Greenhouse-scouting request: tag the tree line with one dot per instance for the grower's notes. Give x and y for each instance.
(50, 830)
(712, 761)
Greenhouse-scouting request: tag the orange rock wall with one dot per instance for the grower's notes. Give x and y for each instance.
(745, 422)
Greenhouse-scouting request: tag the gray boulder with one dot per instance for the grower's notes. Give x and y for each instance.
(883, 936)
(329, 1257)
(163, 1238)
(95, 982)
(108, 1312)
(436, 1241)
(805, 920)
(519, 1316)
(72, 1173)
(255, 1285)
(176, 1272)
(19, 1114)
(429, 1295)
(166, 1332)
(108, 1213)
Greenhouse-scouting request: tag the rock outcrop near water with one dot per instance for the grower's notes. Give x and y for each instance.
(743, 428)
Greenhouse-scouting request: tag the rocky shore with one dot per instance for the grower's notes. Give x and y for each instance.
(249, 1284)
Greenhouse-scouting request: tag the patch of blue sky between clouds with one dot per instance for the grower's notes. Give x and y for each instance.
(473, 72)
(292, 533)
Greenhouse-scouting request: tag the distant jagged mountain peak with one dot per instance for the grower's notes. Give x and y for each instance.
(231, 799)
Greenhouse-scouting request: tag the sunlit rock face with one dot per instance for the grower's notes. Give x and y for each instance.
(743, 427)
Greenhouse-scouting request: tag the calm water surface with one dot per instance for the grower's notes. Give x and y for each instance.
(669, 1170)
+-------+
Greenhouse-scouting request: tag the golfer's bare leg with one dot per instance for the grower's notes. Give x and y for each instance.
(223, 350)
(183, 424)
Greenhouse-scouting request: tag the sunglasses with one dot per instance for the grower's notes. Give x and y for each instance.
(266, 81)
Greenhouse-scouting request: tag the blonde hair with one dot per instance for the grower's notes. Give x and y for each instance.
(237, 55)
+-------+
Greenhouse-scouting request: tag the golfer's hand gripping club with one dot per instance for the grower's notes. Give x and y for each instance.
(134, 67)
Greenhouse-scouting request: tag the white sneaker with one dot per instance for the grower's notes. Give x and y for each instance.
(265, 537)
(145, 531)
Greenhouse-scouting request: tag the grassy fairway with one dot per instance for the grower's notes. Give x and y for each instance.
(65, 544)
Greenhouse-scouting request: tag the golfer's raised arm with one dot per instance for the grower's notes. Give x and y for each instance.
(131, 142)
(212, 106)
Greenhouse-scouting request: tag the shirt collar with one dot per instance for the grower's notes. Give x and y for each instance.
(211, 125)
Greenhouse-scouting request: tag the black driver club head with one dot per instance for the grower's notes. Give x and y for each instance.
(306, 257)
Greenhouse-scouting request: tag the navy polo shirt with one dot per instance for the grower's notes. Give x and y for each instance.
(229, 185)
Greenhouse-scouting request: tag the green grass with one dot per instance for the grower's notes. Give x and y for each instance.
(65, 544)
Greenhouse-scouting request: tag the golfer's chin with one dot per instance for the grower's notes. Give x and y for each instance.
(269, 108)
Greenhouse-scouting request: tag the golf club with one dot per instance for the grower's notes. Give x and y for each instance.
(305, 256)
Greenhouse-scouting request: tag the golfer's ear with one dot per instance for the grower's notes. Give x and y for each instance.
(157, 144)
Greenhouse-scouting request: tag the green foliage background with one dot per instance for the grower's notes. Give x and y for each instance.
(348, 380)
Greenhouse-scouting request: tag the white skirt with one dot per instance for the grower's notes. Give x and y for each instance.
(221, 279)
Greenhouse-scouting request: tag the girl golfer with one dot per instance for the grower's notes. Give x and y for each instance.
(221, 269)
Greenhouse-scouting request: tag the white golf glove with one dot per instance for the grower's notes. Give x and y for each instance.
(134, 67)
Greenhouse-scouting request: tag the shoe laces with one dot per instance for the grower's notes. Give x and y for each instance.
+-------+
* _Assignment_
Only one stretch of the records above is wanted: the lines between the one holding "Greenhouse-scouting request: tag the golf club" and the one holding "Greenhouse-scouting request: tag the shoe", inclusive, reproduced exactly.

* _Answer_
Greenhouse-scouting request: tag the golf club with one dot per instance for the grower's notes. Give x and y for each instance.
(305, 256)
Greenhouse-scouting request: tag the golfer's ear with one dot per instance for the grower's notes. Give x and y for each instance.
(157, 144)
Greenhouse-scouting request: tag the green foliage background with one dot per instance for the grower's notes. Give x and y for each instance.
(348, 380)
Greenhouse-scouting request: tag the white skirt with one dot per instance for the grower's notes. Give x and y for each instance.
(221, 279)
Greenhouse-scouting request: tag the girl golfer with one dot per instance for the grower's notes. Give x and y for each instance.
(221, 269)
Greenhouse-scouting request: tag the white golf glove with one dot per instance for the grower's notes. Give x and y for each instance.
(134, 67)
Greenhouse-scouting request: tag the shoe laces with one dot per instance for the grower's notes. Give x and y for each instance.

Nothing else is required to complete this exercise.